Tasks to complete:
[1] Answer these from the forum thread on HR20/21 search:
(a) In JohnB1000's first post, which setup screens have a check box system?
(b) Which search does JohnB1000 call "pretty common and fundamental"?
(c) Which remote control series does ebonovic name?
[2] Continue the forum thread on HR20/21 search from the point where it stops.

Text extract:

>> BEGIN

There's a new system called HR20/21 has a check box system. Check out the Fantasy Football team setup screens. You move to the box and press select.

It's only a couple of key items and of course it's only an opinion.


----------



## ebonovic (Jul 24, 2001)

JohnB1000 said:


> There's a new system called HR20/21 has a check box system. Check out the Fantasy Football team setup screens. You move to the box and press select.
> 
> It's only a couple of key items and of course it's only an opinion.


I ment for search.

I do know there are check and mark in the HR20.
(Such as mark and delete)


----------



## JohnB1000 (Dec 6, 2004)

I'll tell you, sometimes you make your arguments in such a way that makes an HR20/21 supporter like myself consider if you really do have an ulterior motive, you have to do a better job at seeing both sides of an argument. You seem to arguing that this would not be a good thing, surely a way to do this would be a good thing, even if it's not practical. Just like DLB would be a good thing even though it's no big deal to me not to have it.

It doesn't have to be a check box anyway, it could be an option that comes up like the Sports, Reality etc. Selecting HD only for example is a pretty common and fundamental search that I bet appears in some way or other before too long.


----------



## ebonovic (Jul 24, 2001)

JohnB1000 said:


> I'll tell you, sometimes you make your arguments in such a way that makes an HR20/21 supporter like myself consider if you really do have an ulterior motive, you have to do a better job at seeing both sides of an argument. You seem to arguing that this would not be a good thing, surely a way to do this would be a good thing, even if it's not practical. Just like DLB would be a good thing even though it's no big deal to me not to have it.
> 
> It doesn't have to be a check box anyway, it could be an option that comes up like the Sports, Reality etc. Selecting HD only for example is a pretty common and fundamental search that I bet appears in some way or other before too long.


I actually clearly see both sides of the argument...

And can completely undestand why it would seem that having check mark boxes, would seem easier.

However... when you take a step back...
How would you implement it on the screen?

Would you have extra line items, one for NNOT, one for AAND, one for AANY... then add the search criteria in each...

BOOLEAN logic without ( ) then have to follow a stick order... how do you make that clear on which order the logic should be applied, with really turning it hard core advanced...

And then... doing all of that, while still keeping it practical enough to do with the RC series remote control... and that it doesn't take 15 minutes to build one query?

I have NOTHING against, more advanced searches... but it gets to a point that it gets to be too impractical when a simpler method (that returns more hits) and allows the user just to select from the final list, the shows they want... instead of having a 100% pure hit on the search..

It would be similar to someone comming up with the perfect query on Google... that they could click on the feel lucky every time, and it takes them to the EXACT page they wanted to go to.

If we had a fully keyboard and fully mouse support for the HR20/21... then it woudl be a lot easier to provide advanced searching options... as the system is more then capable of advanced boolean searches.

You just have a limination on how practical (both functional and time), to get the query into the system.


----------



## JohnB1000 (Dec 6, 2004)

>> END

Material shown:
>> BEGIN

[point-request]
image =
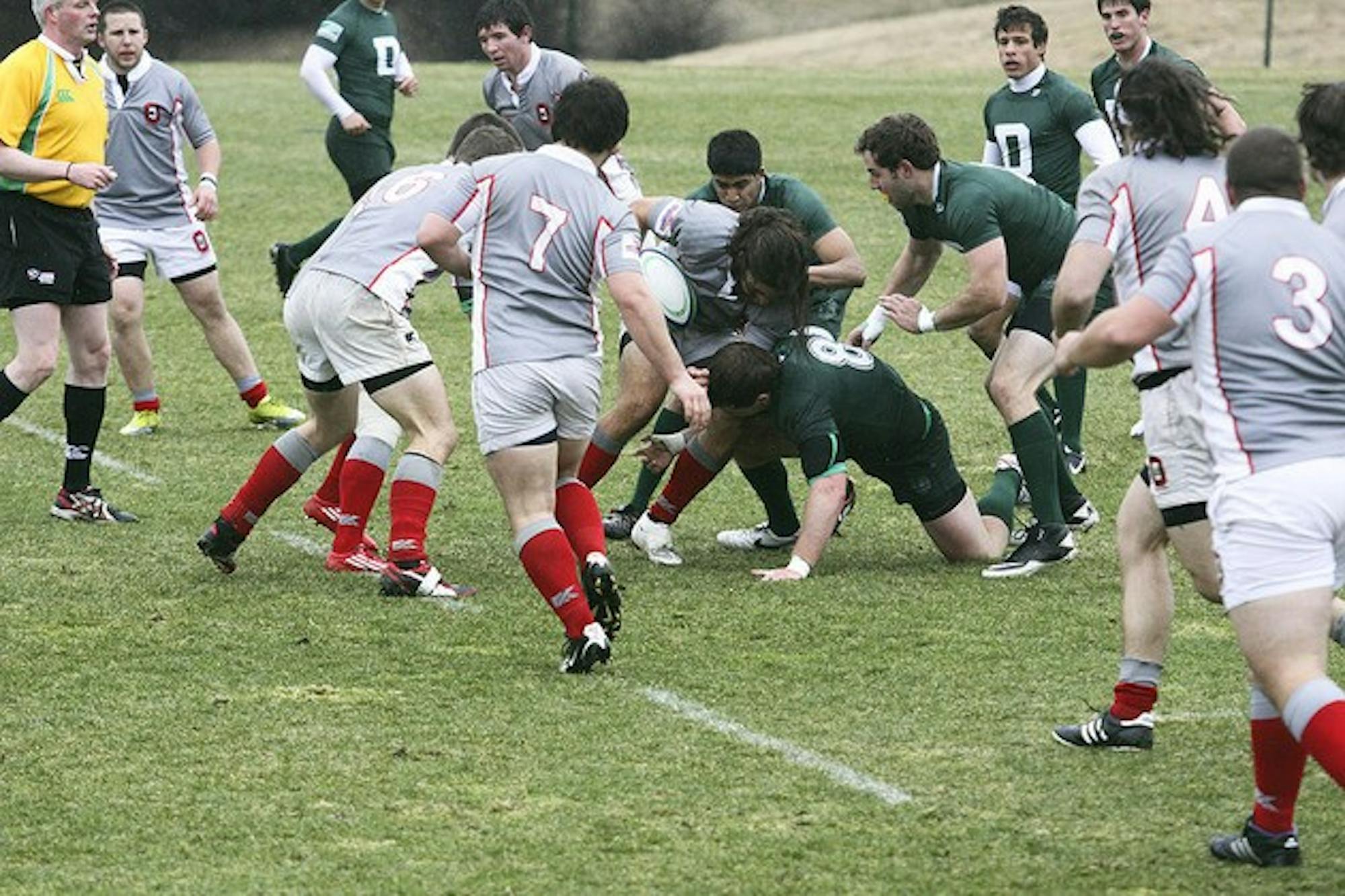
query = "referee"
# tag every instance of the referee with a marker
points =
(54, 276)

>> END

Expected responses:
[1]
(a) The Fantasy Football team setup screens.
(b) Selecting HD only.
(c) The RC series.

[2]
ebonovic said:


> I actually clearly see both sides of the argument...


Ahh such "confidence" mixed with only responding to parts of the post.

I am not saying we need full AND/OR just take favorite options such as HD, or Channels I get or not PPV and make them an option. It's really no different to the way you subselect categories, you currently can't say MOVIES AND SPORTS because they are in the same list. I'm not in any way arguing against the boolean logic, so there's not need to keep justifying it, just adding that there are some basic search parameters that would help your average user, while some of the existing one's (category stuff) seem less important.

Again I fail to understand why you argue so strongly against an opinion.


----------



## RS4 (Sep 2, 2001)

ebonovic said:


> Oh brother....
> 
> Because the terms ARE intended for the more ADVANCED searching crowd.
> The boolean additions NNOT AAND AANY are not for casual searchers...


Earl, I believe you gave the perfect response of what I expect the programmers are doing at D*. I believe on dbstalk, you're slogan says that you think like an engineer and it shows here. There is absolutely nothing on earth wrong with the advanced search and I applaud D* for adding it. However, you folks are limiting that search to a very small crowd for absolutely no reason at at. And, I'm not suggesting that D* get rid of it.

You need to think about the viewing audience. You want them to have an enjoyable experience when using the box. You want to offer them options for including/excluding options and/or features. The chore is that you need to do that in a way that the average user such as my wife could figure out how to use these features without knowing SQL or boolean searching commands.

There are tons of ways to allow folks to search without forcing them to know the level of detail that D* has done here - just look at the internet. One way is to offer some kind of options menu that allows the customer to pick and choose from a group of options. For instance - the search option should offer the channels to look at such as: Channels I receive, PPV, HD only, All channels.

Another way of doing it is to have the logical connectors in a drop-down list the user can select, along with samples.

This is just a couple of small suggestions. The point that I don't think you realize is that D* has developed this dvr for tech savy people for the most part. I'm often amazed at Milo's links for 100 ways to do this and 40 things a Tivo user must know,etc. Heck, to me that is way too complicated. And, it says to me that here is yet another clue that D* has made using the box more complicated then need be.

I'm glad your dvrs are being updated and that D* is installing tons of them. I just wonder how much higher the acceptance would be if they had actually thought about the non-tech users. It's true that our world knows a lot more technical lingo about this stuff because of the internet, etc. It's just a shame that in all of its haste, D* made the classic mistake of forgetting the end user. I believe the saying is something about not seeing the forest for the trees. I've been in development for years and seen it time and time again. Heck, even MS has reputation for not getting anything right until the 3rd release and Vista is following the same pattern as all of the other releases.

The thing that often surprises me is that you seem to get huffy and puffy when anyone tries to point out the obvious, as I tried to do here. I tried to be constructive in my reply, because I thought this would be one time that if you truly read it, you would see that I was trying to be positive and help you.

That's also a shame because I have no doubt that you probably wield a great deal of influence. You're so busy trying to get this box going that you can't look ahead to how this box could offer a wider acceptance if folks would just think through these things.


----------



## ebonovic (Jul 24, 2001)

JohnB1000 said:


> Again I fail to understand why you argue so strongly against an opinion.


Where am I strongly against the opinion?

Just because I am continue the discussion... to point out it is not as simple as... "add checkboxes"... doesn't mean I dont' like the idea.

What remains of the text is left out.